→ What is expected:
Revise the records below by changing every "outline" to "contour", and leave every other word and character as it is.

━━━ Data shown

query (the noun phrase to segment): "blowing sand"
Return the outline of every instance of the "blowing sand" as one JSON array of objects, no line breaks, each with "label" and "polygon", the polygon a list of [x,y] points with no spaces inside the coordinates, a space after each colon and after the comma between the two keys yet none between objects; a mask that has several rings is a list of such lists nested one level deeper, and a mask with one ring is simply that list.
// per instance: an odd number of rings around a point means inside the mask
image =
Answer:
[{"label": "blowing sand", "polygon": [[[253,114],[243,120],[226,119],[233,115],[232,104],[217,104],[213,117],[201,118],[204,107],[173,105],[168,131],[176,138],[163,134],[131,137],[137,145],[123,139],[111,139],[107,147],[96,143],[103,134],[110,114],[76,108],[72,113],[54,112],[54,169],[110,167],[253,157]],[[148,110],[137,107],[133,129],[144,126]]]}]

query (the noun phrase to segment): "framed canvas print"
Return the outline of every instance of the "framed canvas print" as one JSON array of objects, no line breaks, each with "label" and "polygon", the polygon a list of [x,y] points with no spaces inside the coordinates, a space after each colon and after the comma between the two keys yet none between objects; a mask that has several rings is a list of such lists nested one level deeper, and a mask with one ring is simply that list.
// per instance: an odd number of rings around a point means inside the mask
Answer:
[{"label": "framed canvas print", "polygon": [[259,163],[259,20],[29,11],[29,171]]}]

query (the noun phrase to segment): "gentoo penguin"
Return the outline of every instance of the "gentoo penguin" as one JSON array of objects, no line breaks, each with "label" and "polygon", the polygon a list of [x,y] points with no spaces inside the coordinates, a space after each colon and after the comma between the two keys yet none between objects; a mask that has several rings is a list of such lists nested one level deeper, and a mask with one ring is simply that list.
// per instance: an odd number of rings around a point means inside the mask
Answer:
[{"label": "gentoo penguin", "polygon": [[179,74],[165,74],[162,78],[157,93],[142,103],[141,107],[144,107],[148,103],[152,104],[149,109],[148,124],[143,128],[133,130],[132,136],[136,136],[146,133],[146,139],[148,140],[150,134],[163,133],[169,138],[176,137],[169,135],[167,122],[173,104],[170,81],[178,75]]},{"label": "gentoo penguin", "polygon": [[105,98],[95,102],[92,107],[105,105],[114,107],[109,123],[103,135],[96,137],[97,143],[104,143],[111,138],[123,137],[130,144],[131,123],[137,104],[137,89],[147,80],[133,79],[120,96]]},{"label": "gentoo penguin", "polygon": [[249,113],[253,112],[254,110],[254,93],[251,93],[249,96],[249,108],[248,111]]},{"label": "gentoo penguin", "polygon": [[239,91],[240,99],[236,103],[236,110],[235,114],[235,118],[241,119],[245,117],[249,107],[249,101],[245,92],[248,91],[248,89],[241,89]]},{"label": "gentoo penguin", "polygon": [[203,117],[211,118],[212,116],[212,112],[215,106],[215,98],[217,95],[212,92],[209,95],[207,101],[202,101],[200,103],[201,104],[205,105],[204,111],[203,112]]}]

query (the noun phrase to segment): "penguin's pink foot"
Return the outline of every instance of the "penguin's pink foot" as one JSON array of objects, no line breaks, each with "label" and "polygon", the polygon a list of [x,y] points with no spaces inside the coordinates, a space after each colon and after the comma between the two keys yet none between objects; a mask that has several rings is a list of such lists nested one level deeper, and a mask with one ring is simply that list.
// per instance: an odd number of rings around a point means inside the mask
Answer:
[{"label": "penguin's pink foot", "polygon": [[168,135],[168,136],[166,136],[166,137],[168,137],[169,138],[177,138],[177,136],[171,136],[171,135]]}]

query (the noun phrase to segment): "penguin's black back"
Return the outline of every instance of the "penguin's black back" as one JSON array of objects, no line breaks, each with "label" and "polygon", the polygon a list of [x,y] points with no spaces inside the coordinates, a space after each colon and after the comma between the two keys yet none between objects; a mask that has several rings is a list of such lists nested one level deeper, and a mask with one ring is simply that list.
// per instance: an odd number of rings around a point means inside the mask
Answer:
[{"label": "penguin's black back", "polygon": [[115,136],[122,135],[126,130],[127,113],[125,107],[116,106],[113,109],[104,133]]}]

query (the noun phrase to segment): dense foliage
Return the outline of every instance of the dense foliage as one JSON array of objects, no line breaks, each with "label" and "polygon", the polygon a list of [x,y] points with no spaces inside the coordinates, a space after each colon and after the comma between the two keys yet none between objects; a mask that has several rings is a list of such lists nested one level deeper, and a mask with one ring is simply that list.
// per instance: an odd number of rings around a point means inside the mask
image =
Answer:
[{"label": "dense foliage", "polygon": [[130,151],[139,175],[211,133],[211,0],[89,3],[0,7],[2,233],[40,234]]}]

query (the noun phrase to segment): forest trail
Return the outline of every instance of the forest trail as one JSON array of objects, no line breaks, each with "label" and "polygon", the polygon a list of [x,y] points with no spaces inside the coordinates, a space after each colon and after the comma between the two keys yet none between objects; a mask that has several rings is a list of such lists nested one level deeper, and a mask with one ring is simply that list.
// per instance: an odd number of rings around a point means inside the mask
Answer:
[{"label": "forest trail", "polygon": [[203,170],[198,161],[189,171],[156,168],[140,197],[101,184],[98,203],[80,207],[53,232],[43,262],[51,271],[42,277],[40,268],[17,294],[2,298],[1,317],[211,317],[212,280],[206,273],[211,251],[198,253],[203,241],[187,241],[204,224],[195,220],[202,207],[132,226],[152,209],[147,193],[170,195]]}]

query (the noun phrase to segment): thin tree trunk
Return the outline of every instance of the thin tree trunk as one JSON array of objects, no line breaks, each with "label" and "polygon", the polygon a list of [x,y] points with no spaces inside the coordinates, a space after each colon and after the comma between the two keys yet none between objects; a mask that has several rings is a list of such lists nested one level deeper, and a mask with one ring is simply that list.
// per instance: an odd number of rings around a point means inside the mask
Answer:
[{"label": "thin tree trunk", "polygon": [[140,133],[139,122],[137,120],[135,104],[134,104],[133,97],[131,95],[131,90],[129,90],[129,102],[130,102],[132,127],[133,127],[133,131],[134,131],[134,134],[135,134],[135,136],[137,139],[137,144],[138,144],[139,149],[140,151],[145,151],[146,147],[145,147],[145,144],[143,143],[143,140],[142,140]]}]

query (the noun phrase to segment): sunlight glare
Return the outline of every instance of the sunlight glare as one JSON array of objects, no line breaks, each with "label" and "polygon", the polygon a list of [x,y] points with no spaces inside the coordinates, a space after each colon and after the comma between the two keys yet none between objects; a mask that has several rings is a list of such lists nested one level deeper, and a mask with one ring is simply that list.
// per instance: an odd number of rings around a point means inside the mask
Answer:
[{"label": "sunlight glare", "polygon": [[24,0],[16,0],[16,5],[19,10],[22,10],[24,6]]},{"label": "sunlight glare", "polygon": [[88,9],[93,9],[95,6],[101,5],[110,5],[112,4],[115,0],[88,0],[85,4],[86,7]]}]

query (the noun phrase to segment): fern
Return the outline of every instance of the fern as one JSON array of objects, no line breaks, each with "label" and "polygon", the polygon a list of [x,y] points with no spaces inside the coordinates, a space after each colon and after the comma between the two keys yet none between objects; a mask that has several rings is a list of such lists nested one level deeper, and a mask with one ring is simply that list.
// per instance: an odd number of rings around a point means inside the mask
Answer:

━━━━━━

→ Task solution:
query (the noun phrase to segment): "blowing sand"
Return the contour of every instance of the "blowing sand" as one JSON array of objects, no line breaks, each with "label" and "polygon", the polygon a list of [x,y] points with no spaces inside the coordinates, a space after each colon and after the comma between the two keys yet none between objects; a mask that has several rings is a list of such lists nested one level deeper, and a mask with one ring is simply that list.
// per instance: an odd number of rings around a point means inside the mask
image =
Answer:
[{"label": "blowing sand", "polygon": [[[253,114],[243,120],[226,119],[233,115],[232,104],[217,104],[213,117],[201,118],[204,107],[173,105],[168,131],[176,138],[163,134],[131,137],[137,145],[123,139],[111,139],[107,147],[96,143],[103,134],[110,114],[76,108],[72,113],[54,112],[54,169],[110,167],[253,157]],[[148,110],[137,107],[133,129],[144,126]]]}]

query (the noun phrase to segment): "framed canvas print"
Return the contour of every instance of the "framed canvas print" as one JSON array of objects, no line breaks, each with "label" and "polygon", the polygon a list of [x,y] points with no spaces inside the coordinates, a space after each colon and after the comma between the two keys yet none between objects; a mask that has several rings is a list of such lists nested one level deeper, and a mask with one ring is simply that list.
// per instance: an odd number of rings around a point means inside the mask
Answer:
[{"label": "framed canvas print", "polygon": [[259,163],[259,20],[29,11],[29,171]]}]

query (the noun phrase to segment): "gentoo penguin"
Return the contour of every instance of the "gentoo penguin" as one JSON array of objects, no line breaks, each with "label" and "polygon", the polygon a list of [x,y] points with no spaces inside the coordinates, a space after each colon and after the comma between the two keys yet none between objects; a mask that has several rings is a list of such lists nested one level deeper, and a mask with one ring is simply that list.
// per instance: an odd number of rings around a point means inside the mask
Answer:
[{"label": "gentoo penguin", "polygon": [[179,74],[165,74],[162,78],[157,93],[142,103],[141,107],[144,107],[148,103],[152,104],[149,109],[148,124],[143,128],[133,130],[132,136],[136,136],[146,133],[146,139],[148,140],[150,134],[163,133],[169,138],[176,137],[169,135],[167,122],[173,104],[170,81],[178,75]]},{"label": "gentoo penguin", "polygon": [[105,98],[95,102],[92,107],[105,105],[114,107],[109,123],[103,135],[96,137],[97,143],[104,143],[111,138],[123,137],[130,144],[131,123],[137,104],[137,89],[147,80],[133,79],[120,96]]},{"label": "gentoo penguin", "polygon": [[249,113],[253,112],[254,110],[254,93],[251,93],[249,96],[249,108],[248,111]]},{"label": "gentoo penguin", "polygon": [[239,91],[240,99],[236,103],[236,110],[235,114],[235,118],[241,119],[245,117],[249,107],[249,101],[245,92],[248,91],[248,89],[241,89]]},{"label": "gentoo penguin", "polygon": [[203,117],[211,118],[212,116],[212,112],[215,106],[215,98],[217,95],[212,92],[209,95],[207,101],[202,101],[200,103],[201,104],[205,105],[204,111],[203,112]]}]

query (the noun phrase to segment): "penguin's pink foot"
Return the contour of every instance of the "penguin's pink foot" as one JSON array of objects, no line breaks, each with "label" and "polygon", the polygon a list of [x,y] points with no spaces inside the coordinates, a space after each colon and after the comma between the two keys yet none between objects; a mask that has several rings is a list of such lists nested one level deeper, and a mask with one ring is simply that list.
// per instance: an odd number of rings around a point means inside the mask
Answer:
[{"label": "penguin's pink foot", "polygon": [[168,135],[168,136],[166,136],[166,137],[168,137],[169,138],[177,138],[177,136],[171,136],[171,135]]}]

query (the noun phrase to segment): "penguin's black back"
Return the contour of every instance of the "penguin's black back" as one JSON array of objects, no line breaks, each with "label" and "polygon", the polygon a list of [x,y] points with no spaces inside the coordinates, a space after each colon and after the comma between the two keys yet none between objects; a mask that has several rings is a list of such lists nested one level deeper, and a mask with one ring is simply that list.
// per instance: an odd number of rings around a point means inside the mask
Answer:
[{"label": "penguin's black back", "polygon": [[115,136],[122,135],[126,130],[127,113],[125,107],[116,106],[113,109],[104,133]]}]

query (the noun phrase to segment): dense foliage
Return the contour of every instance of the dense foliage as one JSON array of objects, no line breaks, each with "label" and "polygon", the polygon a list of [x,y] points with no spaces inside the coordinates, a space after each colon and after the comma between the two keys yet none between objects; a mask that has several rings is a list of such lists nested one level deeper, and a mask with one ring is simply that list.
// per instance: an odd number of rings around a point means inside the mask
image =
Answer:
[{"label": "dense foliage", "polygon": [[130,151],[139,175],[211,133],[211,0],[89,3],[0,7],[2,233],[40,234]]}]

query (the noun phrase to segment): forest trail
Return the contour of every instance of the forest trail as one JSON array of objects, no line breaks, each with "label" and "polygon", the polygon a list of [x,y] points with no spaces inside the coordinates, a space after each colon and after the comma between the two keys yet none between objects; a mask that has several rings is a list of such lists nested one level deeper, and a mask with one ring is simply that list.
// per instance: an odd number of rings around a point means inside the mask
Answer:
[{"label": "forest trail", "polygon": [[203,170],[198,161],[189,171],[156,168],[140,197],[101,184],[98,203],[80,207],[53,232],[43,262],[51,271],[42,277],[40,268],[17,294],[2,298],[1,317],[211,317],[212,280],[206,273],[211,251],[198,253],[203,241],[187,241],[204,224],[195,220],[202,207],[132,226],[152,209],[147,193],[170,195]]}]

query (the noun phrase to segment): thin tree trunk
Return the contour of every instance of the thin tree trunk as one JSON array of objects, no line breaks, each with "label" and "polygon", the polygon a list of [x,y] points with no spaces inside the coordinates, a space after each colon and after the comma between the two keys yet none between objects; a mask that has several rings is a list of such lists nested one level deeper, and a mask with one ring is simply that list.
// per instance: an odd number of rings around a point means inside the mask
Answer:
[{"label": "thin tree trunk", "polygon": [[140,133],[139,122],[137,120],[135,104],[134,104],[133,97],[131,95],[131,90],[129,90],[129,102],[130,102],[132,127],[133,127],[133,131],[134,131],[134,134],[135,134],[135,136],[137,139],[137,144],[138,144],[139,149],[140,151],[145,151],[146,147],[145,147],[145,144],[143,143],[143,140],[142,140]]}]

query (the noun phrase to segment): sunlight glare
Return the contour of every instance of the sunlight glare as one JSON array of objects, no line breaks, each with "label" and "polygon", the polygon a list of [x,y] points with no spaces inside the coordinates, a space after each colon and after the comma between the two keys yet none between objects; a mask that has several rings is a list of such lists nested one level deeper, and a mask with one ring is simply that list.
// per instance: an odd number of rings around a point means inside the mask
Answer:
[{"label": "sunlight glare", "polygon": [[24,0],[16,0],[16,5],[19,10],[22,10],[24,6]]},{"label": "sunlight glare", "polygon": [[88,9],[93,9],[95,6],[101,5],[110,5],[112,4],[115,0],[88,0],[85,4],[86,7]]}]

query (the noun phrase to segment): fern
Return the contour of every instance of the fern as one JSON array of objects, no line breaks, each with "label" and "polygon", the polygon a list of [x,y] points with no spaces inside the coordinates, a space after each colon and after the comma between the two keys yet none between objects; a mask that has several rings is a list of such lists nested one level deeper, and a mask with one ring is simply that list.
// per instance: an odd number of rings around a point means inside the mask
Answer:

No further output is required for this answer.